This is my rut this week no energy don’t even feel like taking a shower. Ughhhhh
I know the feeling!
Just took a shower for the first time in about 4 days. Good thing.
I finally took one today not sure why I have no where to go or anything to do
It feels good to be clean. If you can, why not?
It’s just finding energy to get out of the bed
I feel you. I struggle to shower, brush my teeth, etc.
I also had my thryoid removed that doesn’t help in the energy department
Maybe if you don’t shower and stuff (which I don’t) then the things you may shower for are less likely to occur… Seems possible.
Something like “chance favors the prepared mind” or something
Never thought of it like that. Good reason to stay away from ppl lol
I’m not sure what you took me to mean. I mean people need people and having a reputation of being dirty is probably not good. I think that’s the boat I find myself in. I guess I don’t mind it too much but I don’t think I would recommend it.
No I push through and shower it just seems like a chore, I never leave the house anyway
Good thing for you.
sorry @Turtle44 i used to stay in bed all the time too…I got on new meds and my life changed…yours can too…work with your pdoc to get you out of bed…
I am useless. I been in bed cant even get to the sofa for months- its just getting worse. I’m addicted to this forum. Today is bad. Week is bad. Maybe its I’m losing my therapist, new therapist, case manager tomorrow replaced, anxiety meeting her tomorrow. Have not talked to my new pdoc for over a month since just an introductory session.

**EXTRACTED DATA:**
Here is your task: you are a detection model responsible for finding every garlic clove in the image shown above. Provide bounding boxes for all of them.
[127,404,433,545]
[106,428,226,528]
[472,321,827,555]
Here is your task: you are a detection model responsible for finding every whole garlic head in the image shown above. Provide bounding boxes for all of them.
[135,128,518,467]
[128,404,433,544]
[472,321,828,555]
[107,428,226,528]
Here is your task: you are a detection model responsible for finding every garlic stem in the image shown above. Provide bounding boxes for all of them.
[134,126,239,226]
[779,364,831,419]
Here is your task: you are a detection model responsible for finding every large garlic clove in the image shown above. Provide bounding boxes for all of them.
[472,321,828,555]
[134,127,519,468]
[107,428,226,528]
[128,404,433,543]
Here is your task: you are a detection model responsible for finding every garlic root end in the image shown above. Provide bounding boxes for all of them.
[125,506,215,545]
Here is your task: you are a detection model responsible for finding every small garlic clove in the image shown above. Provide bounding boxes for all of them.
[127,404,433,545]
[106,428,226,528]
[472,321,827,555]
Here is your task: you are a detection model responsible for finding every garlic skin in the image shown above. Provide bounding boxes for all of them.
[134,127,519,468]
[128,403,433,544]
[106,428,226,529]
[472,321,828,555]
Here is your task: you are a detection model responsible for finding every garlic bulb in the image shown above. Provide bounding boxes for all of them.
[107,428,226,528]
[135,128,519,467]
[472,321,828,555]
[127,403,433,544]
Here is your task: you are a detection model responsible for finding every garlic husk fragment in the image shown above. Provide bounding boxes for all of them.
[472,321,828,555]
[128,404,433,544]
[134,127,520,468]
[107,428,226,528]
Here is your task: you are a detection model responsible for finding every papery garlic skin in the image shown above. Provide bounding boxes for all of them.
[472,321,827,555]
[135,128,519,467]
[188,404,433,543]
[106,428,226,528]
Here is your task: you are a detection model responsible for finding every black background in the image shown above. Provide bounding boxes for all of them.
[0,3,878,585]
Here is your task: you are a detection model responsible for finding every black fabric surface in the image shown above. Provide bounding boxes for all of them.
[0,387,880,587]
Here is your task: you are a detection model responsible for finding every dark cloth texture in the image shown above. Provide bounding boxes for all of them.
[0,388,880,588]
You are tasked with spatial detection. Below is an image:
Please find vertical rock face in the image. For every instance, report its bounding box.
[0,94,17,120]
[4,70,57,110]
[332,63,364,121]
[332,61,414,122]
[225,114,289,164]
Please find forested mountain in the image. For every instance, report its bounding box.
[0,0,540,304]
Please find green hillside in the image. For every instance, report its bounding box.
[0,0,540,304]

**TASK 1:** Please extract the part of the forum thread from "It’s just finding" to "thing for you.", word for word.
**TASK 2:** Translate this sentence from the forum thread into Spanish: "Never thought of it like that."
**TASK 3:** In the forum thread, how long does one poster say it had been since they last showered?

**ANSWER SECTION 1:**
It’s just finding energy to get out of the bed
I feel you. I struggle to shower, brush my teeth, etc.
I also had my thryoid removed that doesn’t help in the energy department
Maybe if you don’t shower and stuff (which I don’t) then the things you may shower for are less likely to occur… Seems possible.
Something like “chance favors the prepared mind” or something
Never thought of it like that. Good reason to stay away from ppl lol
I’m not sure what you took me to mean. I mean people need people and having a reputation of being dirty is probably not good. I think that’s the boat I find myself in. I guess I don’t mind it too much but I don’t think I would recommend it.
No I push through and shower it just seems like a chore, I never leave the house anyway
Good thing for you.

**ANSWER SECTION 2:** Nunca lo había pensado así.

**ANSWER SECTION 3:** About 4 days.